=== Dataset excerpts ===

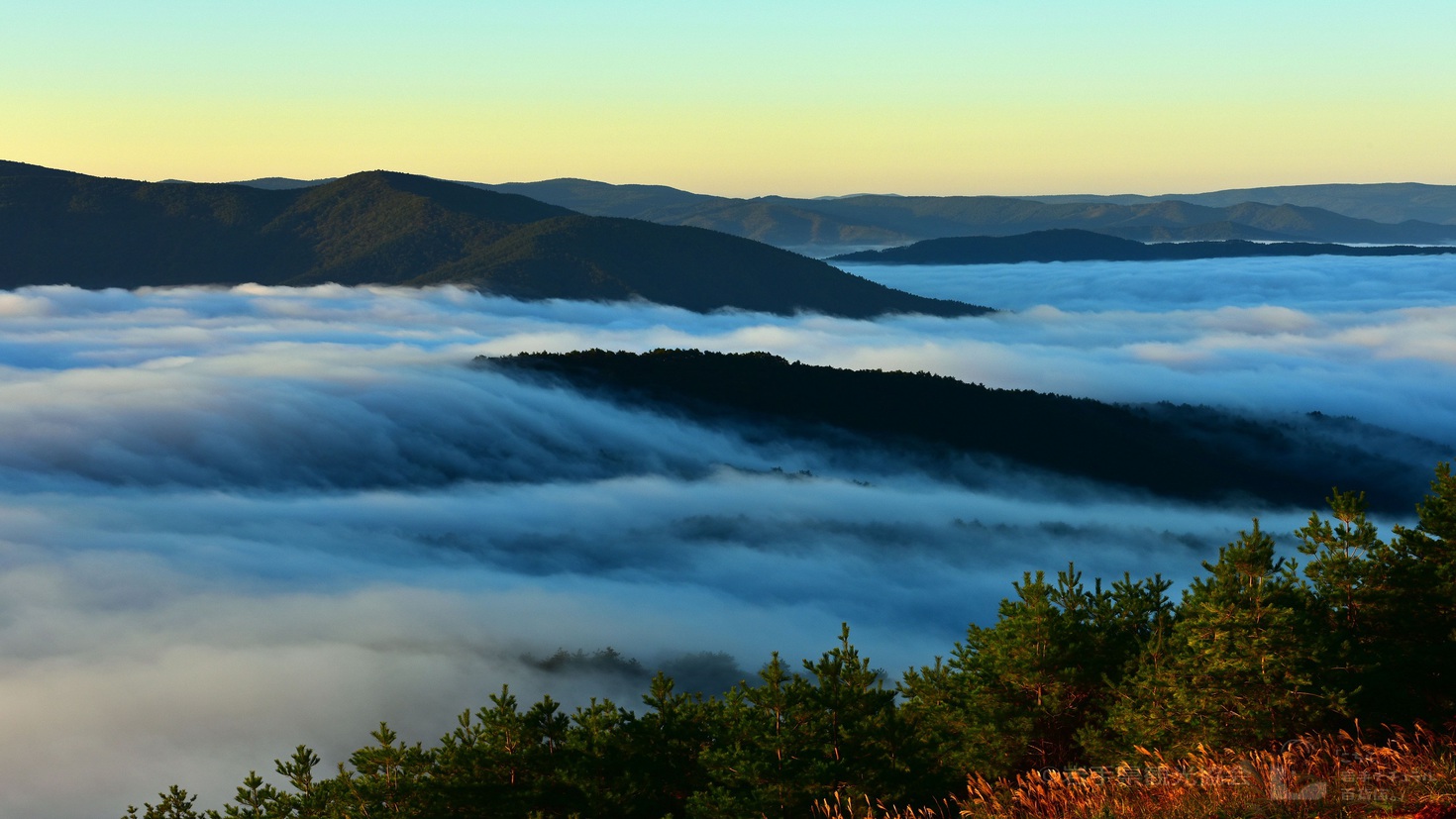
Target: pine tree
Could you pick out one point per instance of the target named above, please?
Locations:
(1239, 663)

===
=== Dataset excerpts ===

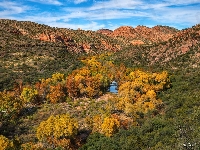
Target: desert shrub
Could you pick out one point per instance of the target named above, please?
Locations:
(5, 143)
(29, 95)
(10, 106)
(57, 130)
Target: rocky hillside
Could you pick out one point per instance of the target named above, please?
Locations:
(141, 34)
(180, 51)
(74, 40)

===
=== Dataset excerpts ===

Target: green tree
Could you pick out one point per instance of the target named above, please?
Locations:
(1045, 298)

===

Switch "pine tree" to "spruce tree" in everything from the line containing "Target: pine tree" down to the line containing "(1239, 663)", and write out those lines again with nothing else altered.

- [Reply]:
Target: spruce tree
Could you pick out one point per instance of the target named above, please?
Locations:
(1239, 663)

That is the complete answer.